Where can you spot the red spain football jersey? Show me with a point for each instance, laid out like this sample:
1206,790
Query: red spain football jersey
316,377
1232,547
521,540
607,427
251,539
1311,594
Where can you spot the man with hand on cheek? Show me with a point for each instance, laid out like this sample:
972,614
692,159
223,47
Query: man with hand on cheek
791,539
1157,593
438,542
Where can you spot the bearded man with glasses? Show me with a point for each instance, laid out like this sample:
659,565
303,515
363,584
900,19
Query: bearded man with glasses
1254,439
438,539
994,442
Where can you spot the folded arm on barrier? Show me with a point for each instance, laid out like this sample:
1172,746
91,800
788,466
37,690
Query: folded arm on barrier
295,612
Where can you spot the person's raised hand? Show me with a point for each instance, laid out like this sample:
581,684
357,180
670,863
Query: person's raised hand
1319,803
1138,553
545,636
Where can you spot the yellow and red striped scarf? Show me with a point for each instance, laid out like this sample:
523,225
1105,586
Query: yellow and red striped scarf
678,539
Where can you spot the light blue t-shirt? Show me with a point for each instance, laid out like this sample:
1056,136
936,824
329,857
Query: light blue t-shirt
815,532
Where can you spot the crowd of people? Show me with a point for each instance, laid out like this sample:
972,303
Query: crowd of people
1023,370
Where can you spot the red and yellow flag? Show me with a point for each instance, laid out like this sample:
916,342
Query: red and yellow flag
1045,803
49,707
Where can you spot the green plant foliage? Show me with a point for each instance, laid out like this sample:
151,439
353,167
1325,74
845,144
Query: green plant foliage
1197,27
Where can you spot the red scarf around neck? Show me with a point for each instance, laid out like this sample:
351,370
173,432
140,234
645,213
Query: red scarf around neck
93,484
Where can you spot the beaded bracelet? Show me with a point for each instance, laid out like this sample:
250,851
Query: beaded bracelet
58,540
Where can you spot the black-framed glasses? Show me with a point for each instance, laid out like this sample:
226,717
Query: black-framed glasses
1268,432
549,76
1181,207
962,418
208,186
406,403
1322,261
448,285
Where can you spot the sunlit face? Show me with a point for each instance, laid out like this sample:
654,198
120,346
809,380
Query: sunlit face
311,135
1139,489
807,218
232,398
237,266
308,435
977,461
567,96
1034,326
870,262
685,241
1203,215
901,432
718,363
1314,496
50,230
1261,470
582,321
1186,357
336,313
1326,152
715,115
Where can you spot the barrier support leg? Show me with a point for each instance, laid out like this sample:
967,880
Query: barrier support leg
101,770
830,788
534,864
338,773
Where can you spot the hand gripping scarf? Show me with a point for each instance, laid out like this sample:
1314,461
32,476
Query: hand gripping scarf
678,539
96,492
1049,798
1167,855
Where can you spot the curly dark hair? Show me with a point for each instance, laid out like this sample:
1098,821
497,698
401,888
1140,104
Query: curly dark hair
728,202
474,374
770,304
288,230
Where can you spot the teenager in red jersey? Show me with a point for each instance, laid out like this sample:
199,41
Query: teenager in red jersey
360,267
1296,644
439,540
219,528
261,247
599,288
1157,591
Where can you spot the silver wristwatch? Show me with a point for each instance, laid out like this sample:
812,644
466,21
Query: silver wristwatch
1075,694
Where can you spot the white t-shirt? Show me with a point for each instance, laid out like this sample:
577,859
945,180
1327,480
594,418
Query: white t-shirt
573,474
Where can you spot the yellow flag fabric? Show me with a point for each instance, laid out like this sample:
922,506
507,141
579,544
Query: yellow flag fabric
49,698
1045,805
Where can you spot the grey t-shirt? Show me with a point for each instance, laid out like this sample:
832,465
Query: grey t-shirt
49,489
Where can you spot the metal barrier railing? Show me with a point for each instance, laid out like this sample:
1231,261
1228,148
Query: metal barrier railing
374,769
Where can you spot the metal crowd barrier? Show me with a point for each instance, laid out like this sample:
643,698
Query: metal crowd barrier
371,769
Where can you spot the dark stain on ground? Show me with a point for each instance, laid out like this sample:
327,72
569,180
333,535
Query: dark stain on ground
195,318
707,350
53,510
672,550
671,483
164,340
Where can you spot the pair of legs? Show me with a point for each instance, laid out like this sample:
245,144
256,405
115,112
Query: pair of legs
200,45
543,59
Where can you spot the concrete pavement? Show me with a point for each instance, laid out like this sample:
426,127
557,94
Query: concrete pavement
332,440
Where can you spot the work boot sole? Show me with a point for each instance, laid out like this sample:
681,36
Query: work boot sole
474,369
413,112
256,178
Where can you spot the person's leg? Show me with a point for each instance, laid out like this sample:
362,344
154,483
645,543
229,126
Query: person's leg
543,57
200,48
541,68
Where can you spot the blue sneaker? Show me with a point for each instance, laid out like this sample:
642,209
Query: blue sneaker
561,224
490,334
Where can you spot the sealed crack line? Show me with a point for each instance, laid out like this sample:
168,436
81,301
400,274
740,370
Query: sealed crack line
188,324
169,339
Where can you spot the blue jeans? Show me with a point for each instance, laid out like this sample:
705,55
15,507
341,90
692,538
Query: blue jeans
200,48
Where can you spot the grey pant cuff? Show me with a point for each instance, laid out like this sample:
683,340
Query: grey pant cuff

* * * *

Aim.
Copy the data above exactly. Every line must be included.

Result for this exercise.
Where can you spot the red spain football jersey? Show me with a point for each instance, laid out like this sample:
1206,790
Query: red spain football jersey
316,377
1232,547
521,540
607,427
251,539
1311,594
Where can you spot the man with hand on cheek? Show me with a point for each instance, laid out like this sample:
972,614
692,159
223,47
Query: man with hand on cheek
791,539
1157,593
438,542
Where can you spot the bearded man with glasses? Show me with a point for each instance, laid out like this sample:
659,565
303,515
363,584
900,19
Query: bearded man with glasses
1254,439
438,539
994,442
Where can you spot the folded arm on barrier? Show me with a point for each instance, laid out like this sample:
1172,746
91,800
788,466
37,690
Query: folded arm on barrier
295,612
Where can you spot the person's raised hand? Show me with a point for each instance, laid out like this sample:
581,684
357,180
670,863
Query: person's raised hand
1319,803
1138,553
545,636
Where can you spot the yellow and red striped scarf? Show me with a point for each instance, laid out like this sample:
523,225
1105,586
Query: yellow and red striped scarf
678,539
Where can you spot the light blue t-shirt? Show me with a point for each instance, laid out like this sample:
1056,136
936,824
329,857
Query: light blue t-shirt
815,532
Where can you spot the crowd of people? Show me with a point for each instance, laid out like this sample:
972,303
Query: crowd of people
1023,370
Where can you spot the red and yellow flag? Show me with a point for each instance, laid out like this sample:
916,342
Query: red and yellow flag
1045,803
49,707
Where can you spot the green plant foliage? Show me with a point for each instance, laid out like this sample:
151,439
353,167
1325,74
845,144
Query: green plant foliage
1197,27
Where can you spot the red scarf around neck? Show me with a point for each instance, laid out like this sample:
351,370
173,432
140,234
645,213
Query: red scarf around neck
93,484
Where can you spot the beaded bracelet? Show me with a point for each instance, laid out like this sample:
250,851
Query: beaded bracelet
58,540
Where can you spot the black-framed glasses? Show me with a point for each instance, laid out like this sample:
226,717
Query: black-framed glasses
1268,432
549,76
1181,207
962,418
208,186
406,403
1322,261
448,285
Where can you spot the sunlit face? Show me with a point for each instance, laid out like this sample:
654,198
120,346
809,380
Query: sunlit face
311,135
1139,489
807,218
232,398
237,266
308,435
977,461
567,96
1034,326
870,262
685,241
1203,215
901,432
718,363
1314,496
50,230
1261,470
582,321
1186,357
336,313
1326,152
715,115
Where can you spot the barrier support leg? Show me with a point for each instance, laid out like this sample:
967,880
Query: barrier support leg
101,770
830,788
534,864
338,773
Where can you spot the hand gripping scarf? Show me with a point for each instance, laid out like this sample:
1314,461
32,476
Query: hand gripping scarf
678,539
96,492
1049,798
1167,855
Where can you spot the curly dark hair? Show me with a point for each instance, laid out like this sample:
1098,821
497,698
401,888
1140,104
Query: curly dark hair
728,202
474,374
770,304
288,230
Where can you spot the teenager in red jersey? Show me with a point for each instance, laid out like this sample:
199,41
Query: teenager in red jersey
360,267
1296,644
439,540
219,528
261,247
599,288
1157,591
Where can you spot the silver wristwatch? Show me with a point for each instance, laid out like this sample:
812,644
466,21
Query: silver wristwatch
1075,694
Where can you spot the white t-shirt? Show me with a point for each instance, laid out like this sample:
577,859
945,180
1327,480
594,418
Query: white t-shirt
573,474
Where can you spot the yellow flag fabric? Show me with a point for each instance, laid out like this sample:
922,506
507,141
579,544
Query: yellow flag fabric
49,698
1045,805
Where can you spot the grey t-shirt? Show me with a point for each instance, laid out like this sample:
832,465
Query: grey t-shirt
49,489
Where can you spot the metal barrier railing? Show me with a point for each instance, laid out like this sample:
1231,261
1228,148
Query: metal barrier railing
374,769
Where can you spot the metal crowd barrier? Show me with a point for each instance, laid out like this sample:
643,698
Query: metal crowd barrier
371,769
Where can you spot the dark stain on ground? Show me with a point for each instance, laid out like this sample:
327,72
569,180
333,535
Query: dark stain on ground
195,318
707,350
53,510
672,550
671,483
164,340
Where can you spot the pair of legs? Show me with a point for each instance, laid out like this sample:
245,144
256,405
115,112
Query: pair of legs
200,45
543,59
Where can you spot the concrete pavement? Show me with a point for each instance, laid out like this sample:
426,127
557,94
Query: concrete pavement
332,440
Where can you spot the work boot sole? Show me with a point for each instance, laid out like this sample:
681,36
Query: work boot sole
474,369
413,112
256,178
Where can you spot the person's leg? Show me with a point for each instance, laid out like this sample:
362,344
154,483
645,543
229,126
Query: person's leg
543,57
200,48
541,68
Where can you spot the blue sneaker? Show me with a point for each instance, laid out like this sample:
642,209
Query: blue sneaker
561,224
490,334
Where can you spot the sealed crack line? Show me with a point for each instance, laid out like this sample:
168,436
81,301
400,274
740,370
Query: sealed crack line
188,324
169,339
Where can you spot the blue jeans? Show me with a point for each instance, laid out like this sample:
705,55
15,507
341,90
692,538
Query: blue jeans
200,48
Where can you spot the grey pant cuff? Show me with a point for each instance, laid out like this sample:
683,340
Query: grey pant cuff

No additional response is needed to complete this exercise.